# [PROBLEM TO SOLVE]
Format all of the records below as a numbered list with one line per item, and leave out any blank lines.

# [SUPPLIED DATA]
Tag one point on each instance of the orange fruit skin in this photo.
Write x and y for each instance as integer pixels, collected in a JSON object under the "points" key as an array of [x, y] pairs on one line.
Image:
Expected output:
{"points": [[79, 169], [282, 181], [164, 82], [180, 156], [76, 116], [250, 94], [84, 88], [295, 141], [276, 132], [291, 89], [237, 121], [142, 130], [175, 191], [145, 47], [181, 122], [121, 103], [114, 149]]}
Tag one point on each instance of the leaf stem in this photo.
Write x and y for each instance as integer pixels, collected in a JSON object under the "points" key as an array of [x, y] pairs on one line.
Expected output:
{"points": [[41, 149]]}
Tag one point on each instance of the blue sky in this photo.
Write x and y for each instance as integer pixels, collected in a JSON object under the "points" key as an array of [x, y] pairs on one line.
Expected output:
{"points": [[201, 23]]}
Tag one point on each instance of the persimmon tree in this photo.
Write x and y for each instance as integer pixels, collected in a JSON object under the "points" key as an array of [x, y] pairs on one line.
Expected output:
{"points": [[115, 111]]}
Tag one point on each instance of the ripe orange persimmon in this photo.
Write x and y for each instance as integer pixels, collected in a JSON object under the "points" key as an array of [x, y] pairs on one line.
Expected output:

# [FINISHED EXERCISE]
1. Tag one point on each instance of the orange fruit skin in this photo.
2. Write x and y for each instance as integer pixels, collected in a JSON object under the "points" key as an array of [x, y] pairs on one line.
3. Image:
4. Expected output:
5. {"points": [[79, 169], [282, 181], [164, 82], [180, 156], [76, 116], [250, 94], [84, 88], [295, 141], [276, 132], [291, 89], [237, 121], [142, 130], [175, 191], [145, 47], [181, 122], [121, 103], [114, 149]]}
6. Tag one point on each instance of the leaf stem in this photo.
7. Write x and y for each instance as integer pixels, collected in a JSON object under the "points" key as an array of [x, y] pairs on one line.
8. Expected output:
9. {"points": [[41, 149]]}
10. Tag one point on each instance of the blue sky in this photo.
11. Write x and y for each instance as integer pixels, collected in a JSON object under the "points" key as an array of [x, y] pairs on one line.
12. Expected output:
13. {"points": [[201, 23]]}
14. Tag one point on each instance of the persimmon tree in this photo.
15. Write x and y for each instance as integer pixels, collected in a JSON object under the "points" key as an array of [x, y] pairs on one line.
16. Expected output:
17. {"points": [[115, 111]]}
18. Tag one point on each instance of the ripe orange persimmon in this photo.
19. Write x and y for each instance as integer pixels, collected in a JSON object under the "points" key as an array of [x, y] pairs on one line.
20. Expected output:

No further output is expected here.